THE REQUEST: Copy every one of the rows below word for word, in the same order. Leave the pictures out of your copy.

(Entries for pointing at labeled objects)
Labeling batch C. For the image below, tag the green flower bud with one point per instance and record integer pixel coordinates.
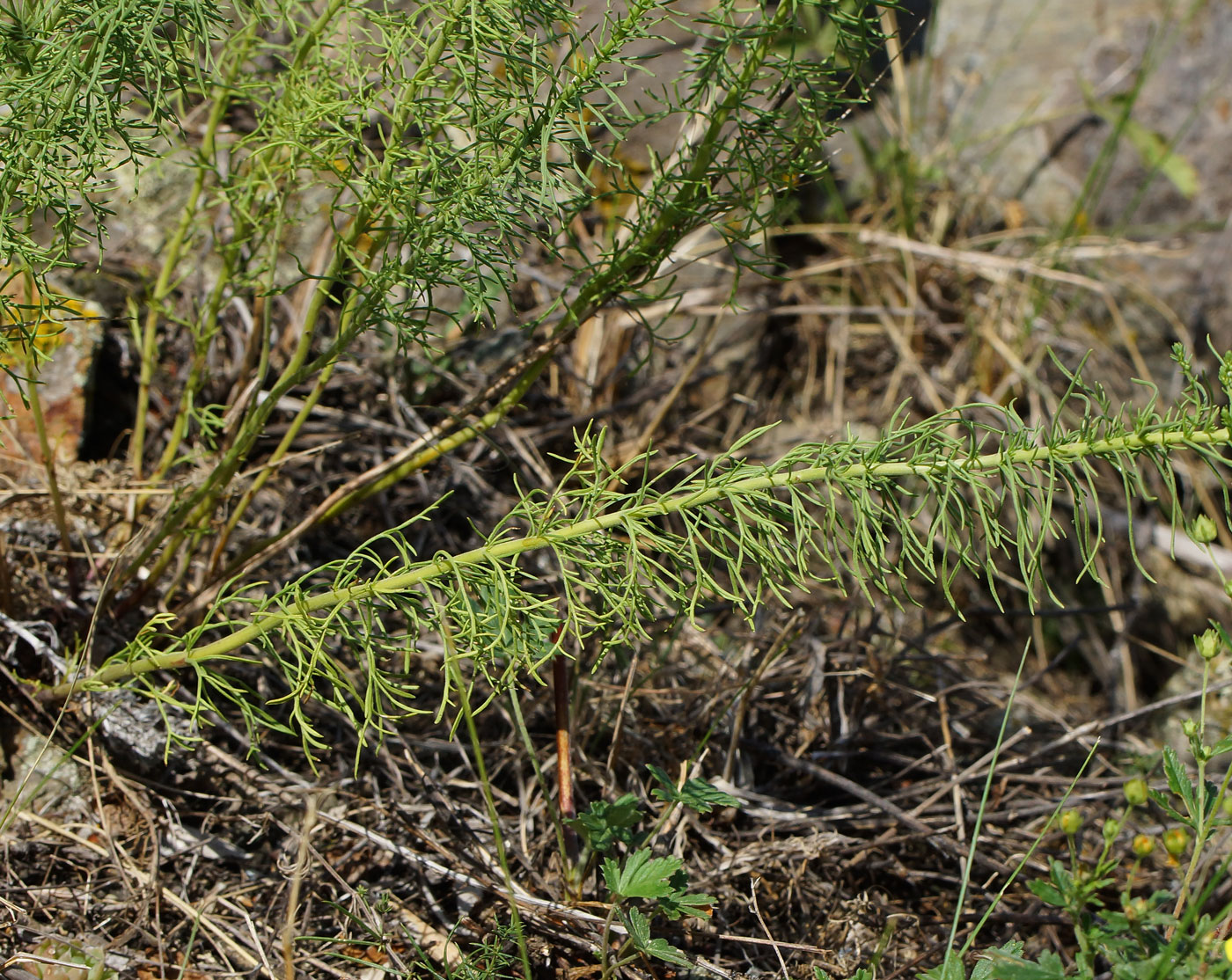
(1204, 530)
(1209, 644)
(1136, 792)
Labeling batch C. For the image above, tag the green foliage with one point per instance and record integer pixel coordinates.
(924, 501)
(604, 823)
(658, 881)
(88, 85)
(696, 794)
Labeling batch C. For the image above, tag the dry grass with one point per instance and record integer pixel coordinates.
(859, 737)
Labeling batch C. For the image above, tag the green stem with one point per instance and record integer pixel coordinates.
(515, 920)
(700, 496)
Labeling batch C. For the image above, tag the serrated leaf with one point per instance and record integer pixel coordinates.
(1178, 779)
(983, 968)
(640, 932)
(678, 903)
(1164, 804)
(642, 875)
(948, 969)
(1221, 746)
(1016, 968)
(696, 794)
(605, 823)
(1047, 893)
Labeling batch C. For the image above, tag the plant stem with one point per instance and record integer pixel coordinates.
(410, 580)
(515, 920)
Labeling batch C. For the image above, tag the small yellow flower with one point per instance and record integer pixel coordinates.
(1136, 792)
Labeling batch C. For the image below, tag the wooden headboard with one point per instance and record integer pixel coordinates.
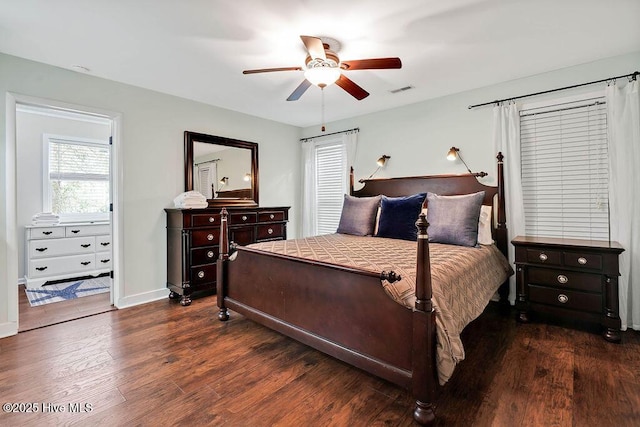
(444, 185)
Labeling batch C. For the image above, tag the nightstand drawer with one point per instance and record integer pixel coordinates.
(565, 279)
(543, 256)
(577, 259)
(566, 298)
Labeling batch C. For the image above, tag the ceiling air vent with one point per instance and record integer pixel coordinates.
(402, 89)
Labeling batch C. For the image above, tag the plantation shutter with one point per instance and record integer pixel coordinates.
(565, 170)
(330, 167)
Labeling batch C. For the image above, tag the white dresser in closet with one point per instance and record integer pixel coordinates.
(66, 251)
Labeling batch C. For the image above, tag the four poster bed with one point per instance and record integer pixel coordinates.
(339, 298)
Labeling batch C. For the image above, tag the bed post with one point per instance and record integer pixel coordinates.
(424, 377)
(502, 239)
(221, 267)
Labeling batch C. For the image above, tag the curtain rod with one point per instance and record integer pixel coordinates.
(633, 75)
(332, 133)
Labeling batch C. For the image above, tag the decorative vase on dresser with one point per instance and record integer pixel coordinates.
(570, 278)
(193, 236)
(65, 251)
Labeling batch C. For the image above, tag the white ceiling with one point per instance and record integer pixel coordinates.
(197, 49)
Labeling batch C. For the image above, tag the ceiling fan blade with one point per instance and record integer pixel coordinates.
(269, 70)
(314, 47)
(353, 89)
(371, 64)
(302, 88)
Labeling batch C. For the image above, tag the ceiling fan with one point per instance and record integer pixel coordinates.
(323, 67)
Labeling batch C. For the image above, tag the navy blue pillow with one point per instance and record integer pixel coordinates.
(398, 216)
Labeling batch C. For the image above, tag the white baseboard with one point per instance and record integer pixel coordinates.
(142, 298)
(8, 329)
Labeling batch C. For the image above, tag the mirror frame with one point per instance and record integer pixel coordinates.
(191, 137)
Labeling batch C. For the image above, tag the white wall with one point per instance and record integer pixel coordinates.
(418, 136)
(152, 169)
(30, 129)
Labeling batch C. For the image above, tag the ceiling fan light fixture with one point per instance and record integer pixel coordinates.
(322, 75)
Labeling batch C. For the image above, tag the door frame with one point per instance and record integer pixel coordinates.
(13, 99)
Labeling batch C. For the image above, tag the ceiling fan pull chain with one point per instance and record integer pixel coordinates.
(322, 121)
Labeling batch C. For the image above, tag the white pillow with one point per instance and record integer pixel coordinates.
(484, 225)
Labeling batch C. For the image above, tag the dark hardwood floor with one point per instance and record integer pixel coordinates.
(164, 364)
(57, 312)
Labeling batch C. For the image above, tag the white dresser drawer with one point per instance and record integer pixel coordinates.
(62, 265)
(103, 243)
(87, 230)
(45, 232)
(46, 248)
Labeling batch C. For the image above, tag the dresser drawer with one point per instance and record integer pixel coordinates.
(205, 220)
(565, 279)
(271, 216)
(543, 256)
(204, 255)
(103, 243)
(242, 218)
(86, 230)
(582, 260)
(206, 237)
(61, 265)
(44, 248)
(566, 298)
(203, 274)
(46, 232)
(270, 231)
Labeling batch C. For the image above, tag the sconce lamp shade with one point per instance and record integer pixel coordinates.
(383, 160)
(452, 154)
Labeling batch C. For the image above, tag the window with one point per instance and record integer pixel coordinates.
(564, 154)
(76, 178)
(330, 185)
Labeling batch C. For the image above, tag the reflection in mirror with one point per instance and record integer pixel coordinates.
(224, 170)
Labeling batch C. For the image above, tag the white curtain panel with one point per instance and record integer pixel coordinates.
(506, 139)
(350, 147)
(623, 118)
(309, 211)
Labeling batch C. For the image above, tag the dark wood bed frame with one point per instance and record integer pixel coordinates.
(345, 312)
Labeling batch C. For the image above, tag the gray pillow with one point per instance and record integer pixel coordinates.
(454, 219)
(358, 215)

EXERCISE RESPONSE:
Labeling batch C. For the image below, tag the green flower bud with one point per instance and record integer pixel coordinates.
(1204, 530)
(1209, 644)
(1136, 792)
Labeling batch C. For the image above, tag the green foliage with one point per instance and record integer pixel coordinates.
(924, 501)
(604, 823)
(658, 881)
(88, 85)
(696, 794)
Labeling batch C. For the image above, tag the dry grass with one point per instance and record integer pixel coordinates.
(859, 737)
Labeling batch C. For the image above, tag the green stem with one point per instance and record integer pixel coordinates.
(515, 920)
(700, 496)
Labeling batch C. For the image above, tag the serrated leaf with one point per instance and record integer pixel coordinates.
(1178, 779)
(983, 968)
(640, 932)
(678, 903)
(1164, 804)
(642, 875)
(948, 969)
(1221, 746)
(1016, 968)
(696, 794)
(605, 823)
(1047, 893)
Labeling batch C. For the image above, tag the plant stem with one point per instance and record integer pixel coordinates.
(410, 580)
(515, 920)
Labeling batch C. For the image above, tag the small yellow flower with one point per instance and record integer pixel coordinates.
(1136, 792)
Labeling batch C. For the image below, tag the wooden headboard with one point per instance and record integer pixel coordinates.
(444, 185)
Labeling batch C. For the image above, tag the nightstand drawer with one point per instance and record integer pixel coordinates.
(565, 279)
(543, 256)
(577, 259)
(566, 298)
Labeling batch C. For the image above, tag the ceiling air vent with one point per instance and record integer pixel coordinates.
(402, 89)
Labeling batch C. For the image above, tag the plantation shutter with one point per instance and record integer pixel coordinates.
(565, 170)
(330, 167)
Labeling batch C. For the image above, tag the white dresser in closet with one point per instance and record integer pixel coordinates.
(66, 251)
Labeling batch C. For the image above, tag the four poster bed with one point per instance and record integer pixel coordinates.
(339, 298)
Labeling batch C. For the image above, tag the bed post with one point per instance and record integer pixel coordinates.
(424, 377)
(502, 239)
(221, 267)
Labeling batch C. For the image above, tag the curtain rod with one point per instance and record integer pixel coordinates.
(633, 75)
(332, 133)
Labeling batch C. For the image above, tag the decorative vase on dresser with one point per instance and record integer pixel coordinates.
(570, 278)
(193, 236)
(65, 251)
Labeling batch C. For the image above, tag the white ceiling with one point per instance and record integer pixel coordinates.
(197, 49)
Labeling batch C. For the image above, tag the ceiling fan blade with one point per instance and record integer pixel coordinates.
(269, 70)
(314, 47)
(353, 89)
(371, 64)
(302, 88)
Labeling batch C. For the image above, tag the ceiling fan with one point per instance and record integer pixel coordinates.
(323, 67)
Labeling batch C. For the image above, tag the navy blue pillow with one point per instance and record integer pixel coordinates.
(398, 216)
Labeling batch C. For the image above, tag the white baseboard with one point per instance and record integer pixel coordinates.
(142, 298)
(8, 329)
Labeling batch C. For the image above, tag the mirror frame with one point per instance and record integer pixel coordinates.
(191, 137)
Labeling batch C. For the image above, tag the white wall with one point per instance and record integer pixel coordinates.
(418, 136)
(152, 169)
(30, 129)
Labeling batch C. For the image above, tag the ceiling fan light fixture with one point per instance and record integer pixel coordinates.
(322, 75)
Labeling batch C. For the image above, tag the door frame with one point per instance and record integer pixel coordinates.
(13, 99)
Labeling batch C. For the image above, tag the ceiling fan pull chain with one point per instance and record integer pixel coordinates.
(322, 121)
Labeling batch C. For the image above, tag the white pillow with one point per instance and record integer pixel coordinates.
(484, 225)
Labeling batch C. For the image above, tag the dark hardwood floor with one point per instance and record integer pixel coordinates.
(164, 364)
(57, 312)
Labeling batch C. For the image above, tag the white dresser drawer with one point per instance and record integer pixel coordinates.
(62, 265)
(103, 243)
(87, 230)
(45, 232)
(46, 248)
Labeling batch C. For the image above, tag the dresser drawer with one point per instance and record integer pixel coordinates.
(205, 220)
(565, 279)
(271, 216)
(543, 256)
(204, 255)
(103, 243)
(242, 218)
(86, 230)
(582, 260)
(206, 237)
(61, 265)
(44, 248)
(566, 298)
(203, 274)
(46, 232)
(270, 231)
Labeling batch C. For the image above, tag the sconce lamp shade with one point per instance and record integer pixel coordinates.
(383, 160)
(452, 154)
Labeling batch C. For the image above, tag the window with one point per instance and record integer pixel coordinates.
(564, 154)
(76, 178)
(330, 185)
Labeling batch C. For the image above, tag the reflection in mirror with one point per instance and record integer pixel coordinates.
(224, 170)
Labeling batch C. For the image above, tag the white curtain panel with one point per instance and record integer pixel coordinates.
(506, 139)
(350, 147)
(623, 118)
(309, 211)
Labeling batch C. For the image above, tag the dark wood bed frame with one point per instance and record integer pixel coordinates.
(345, 312)
Labeling batch C. For the image above, tag the gray pillow with one point per instance and record integer pixel coordinates.
(454, 219)
(358, 215)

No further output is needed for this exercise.